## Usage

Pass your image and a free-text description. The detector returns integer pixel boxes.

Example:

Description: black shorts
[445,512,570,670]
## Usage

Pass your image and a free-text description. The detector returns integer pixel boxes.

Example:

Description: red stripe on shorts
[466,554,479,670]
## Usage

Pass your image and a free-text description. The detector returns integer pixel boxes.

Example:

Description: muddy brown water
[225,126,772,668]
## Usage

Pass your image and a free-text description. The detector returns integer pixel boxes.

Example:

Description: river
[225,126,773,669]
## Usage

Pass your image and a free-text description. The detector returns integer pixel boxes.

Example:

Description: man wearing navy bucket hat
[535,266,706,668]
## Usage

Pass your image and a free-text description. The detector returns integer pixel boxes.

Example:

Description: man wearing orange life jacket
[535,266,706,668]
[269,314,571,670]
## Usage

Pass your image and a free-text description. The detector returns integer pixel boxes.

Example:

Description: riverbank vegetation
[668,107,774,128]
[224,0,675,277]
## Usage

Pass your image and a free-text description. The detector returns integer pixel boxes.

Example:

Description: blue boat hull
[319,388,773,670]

---

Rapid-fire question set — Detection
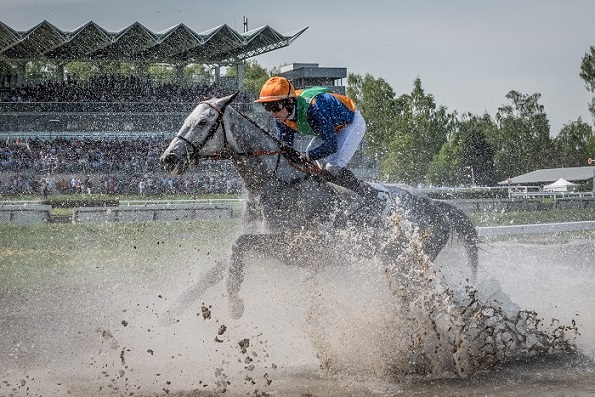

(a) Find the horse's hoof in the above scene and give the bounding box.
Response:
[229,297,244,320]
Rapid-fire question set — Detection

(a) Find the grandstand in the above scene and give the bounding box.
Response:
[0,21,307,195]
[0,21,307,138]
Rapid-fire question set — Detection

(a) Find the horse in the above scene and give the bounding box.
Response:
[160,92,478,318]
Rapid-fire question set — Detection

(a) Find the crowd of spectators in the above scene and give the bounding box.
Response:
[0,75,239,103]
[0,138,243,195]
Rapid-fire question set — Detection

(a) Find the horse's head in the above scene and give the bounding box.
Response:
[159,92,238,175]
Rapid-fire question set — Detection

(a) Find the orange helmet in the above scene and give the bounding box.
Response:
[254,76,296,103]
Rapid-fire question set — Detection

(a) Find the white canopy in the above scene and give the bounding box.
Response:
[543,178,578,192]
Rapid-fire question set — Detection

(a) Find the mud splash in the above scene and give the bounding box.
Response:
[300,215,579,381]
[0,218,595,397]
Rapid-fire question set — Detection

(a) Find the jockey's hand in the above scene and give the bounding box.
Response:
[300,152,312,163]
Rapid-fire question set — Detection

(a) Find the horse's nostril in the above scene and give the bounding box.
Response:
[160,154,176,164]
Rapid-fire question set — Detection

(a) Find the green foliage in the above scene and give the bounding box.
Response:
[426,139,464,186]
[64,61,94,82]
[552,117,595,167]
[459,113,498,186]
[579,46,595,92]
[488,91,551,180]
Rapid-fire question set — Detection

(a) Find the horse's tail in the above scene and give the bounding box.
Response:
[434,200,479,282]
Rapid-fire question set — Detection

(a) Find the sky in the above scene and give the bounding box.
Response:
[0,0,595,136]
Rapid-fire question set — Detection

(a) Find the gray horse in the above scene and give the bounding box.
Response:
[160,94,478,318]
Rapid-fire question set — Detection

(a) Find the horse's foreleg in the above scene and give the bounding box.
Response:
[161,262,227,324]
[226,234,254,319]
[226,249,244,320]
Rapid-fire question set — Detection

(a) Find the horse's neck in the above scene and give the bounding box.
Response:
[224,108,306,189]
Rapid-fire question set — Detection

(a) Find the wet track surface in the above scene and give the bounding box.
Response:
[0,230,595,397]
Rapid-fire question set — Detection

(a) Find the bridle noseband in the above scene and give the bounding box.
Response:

--

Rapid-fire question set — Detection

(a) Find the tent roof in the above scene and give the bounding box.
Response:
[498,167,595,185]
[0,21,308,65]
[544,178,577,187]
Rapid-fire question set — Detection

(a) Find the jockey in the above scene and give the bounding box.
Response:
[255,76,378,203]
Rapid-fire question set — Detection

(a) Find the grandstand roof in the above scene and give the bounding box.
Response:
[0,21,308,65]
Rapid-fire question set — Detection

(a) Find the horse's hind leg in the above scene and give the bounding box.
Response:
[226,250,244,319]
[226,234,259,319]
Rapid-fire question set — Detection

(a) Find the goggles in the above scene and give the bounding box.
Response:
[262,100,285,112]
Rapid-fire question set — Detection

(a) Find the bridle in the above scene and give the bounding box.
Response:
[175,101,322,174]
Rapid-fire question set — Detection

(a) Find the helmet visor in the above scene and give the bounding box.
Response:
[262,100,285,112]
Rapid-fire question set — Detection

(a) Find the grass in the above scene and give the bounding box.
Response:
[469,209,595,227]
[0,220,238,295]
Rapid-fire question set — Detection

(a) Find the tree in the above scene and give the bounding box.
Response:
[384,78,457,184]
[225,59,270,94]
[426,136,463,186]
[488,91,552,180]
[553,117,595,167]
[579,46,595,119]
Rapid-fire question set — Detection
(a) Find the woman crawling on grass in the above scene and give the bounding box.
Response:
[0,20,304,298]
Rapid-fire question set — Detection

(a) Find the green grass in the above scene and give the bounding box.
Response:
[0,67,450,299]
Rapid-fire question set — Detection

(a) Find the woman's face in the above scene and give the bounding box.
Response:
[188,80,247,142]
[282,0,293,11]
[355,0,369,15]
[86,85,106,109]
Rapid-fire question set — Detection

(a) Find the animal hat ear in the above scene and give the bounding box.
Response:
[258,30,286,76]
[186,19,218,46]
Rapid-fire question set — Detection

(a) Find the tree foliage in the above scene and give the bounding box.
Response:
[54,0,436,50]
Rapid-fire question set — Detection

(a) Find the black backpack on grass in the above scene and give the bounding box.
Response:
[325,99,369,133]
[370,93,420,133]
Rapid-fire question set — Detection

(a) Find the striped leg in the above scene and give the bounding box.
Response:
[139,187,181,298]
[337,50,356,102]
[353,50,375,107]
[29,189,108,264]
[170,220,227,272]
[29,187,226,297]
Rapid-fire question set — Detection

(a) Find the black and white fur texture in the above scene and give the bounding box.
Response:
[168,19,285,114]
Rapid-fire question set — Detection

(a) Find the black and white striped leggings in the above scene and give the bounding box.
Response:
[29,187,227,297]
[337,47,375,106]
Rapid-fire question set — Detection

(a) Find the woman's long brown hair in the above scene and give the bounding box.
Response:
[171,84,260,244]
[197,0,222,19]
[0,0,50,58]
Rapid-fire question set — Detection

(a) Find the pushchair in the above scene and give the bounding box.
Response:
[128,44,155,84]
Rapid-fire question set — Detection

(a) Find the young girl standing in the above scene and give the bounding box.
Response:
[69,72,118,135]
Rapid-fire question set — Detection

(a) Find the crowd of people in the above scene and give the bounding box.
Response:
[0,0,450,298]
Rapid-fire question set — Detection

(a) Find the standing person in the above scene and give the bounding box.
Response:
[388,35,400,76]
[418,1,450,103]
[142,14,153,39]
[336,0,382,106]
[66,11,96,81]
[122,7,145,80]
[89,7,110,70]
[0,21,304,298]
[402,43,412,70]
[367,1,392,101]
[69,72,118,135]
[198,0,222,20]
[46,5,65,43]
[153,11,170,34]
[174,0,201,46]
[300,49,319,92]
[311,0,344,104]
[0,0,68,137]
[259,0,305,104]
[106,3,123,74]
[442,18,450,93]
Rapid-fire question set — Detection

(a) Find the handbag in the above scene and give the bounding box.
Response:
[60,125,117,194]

* _What is expected_: Count the lines of the material above that contain the string "woman", treating case as significant, and give only the number.

* _Written reply_: 3